◆ **Entries shown**:
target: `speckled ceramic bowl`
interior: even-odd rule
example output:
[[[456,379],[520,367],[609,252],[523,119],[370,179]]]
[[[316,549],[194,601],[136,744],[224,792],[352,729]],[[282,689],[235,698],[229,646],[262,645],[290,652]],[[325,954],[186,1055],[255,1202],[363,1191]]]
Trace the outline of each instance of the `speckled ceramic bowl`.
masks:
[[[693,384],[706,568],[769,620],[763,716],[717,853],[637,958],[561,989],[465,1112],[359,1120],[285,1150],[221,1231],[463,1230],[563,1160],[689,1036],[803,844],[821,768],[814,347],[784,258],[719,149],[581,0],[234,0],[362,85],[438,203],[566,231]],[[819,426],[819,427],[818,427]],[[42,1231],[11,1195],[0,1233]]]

◆ **Problem to solve**: Format every line of the entries above as a numbered list, leaving out any blank lines.

◆ **Response to this exercise**:
1. target: `speckled ceramic bowl`
2. interior: even-odd rule
3. example output:
4. [[[456,379],[520,367],[609,252],[523,119],[370,179]]]
5. [[[316,549],[194,601],[136,744],[224,792],[352,729]],[[282,689],[235,698],[229,646],[262,645],[290,652]],[[325,954],[186,1055],[255,1202],[363,1191]]]
6. Trace the outline of each instance of the `speckled ceramic bowl`.
7. masks:
8. [[[693,384],[706,568],[769,620],[763,716],[717,853],[637,958],[561,989],[465,1112],[359,1120],[285,1150],[221,1231],[463,1230],[563,1160],[689,1036],[803,844],[821,768],[814,347],[784,258],[719,149],[581,0],[234,0],[362,85],[438,203],[566,231]],[[819,426],[819,427],[818,427]],[[42,1231],[11,1195],[0,1233]]]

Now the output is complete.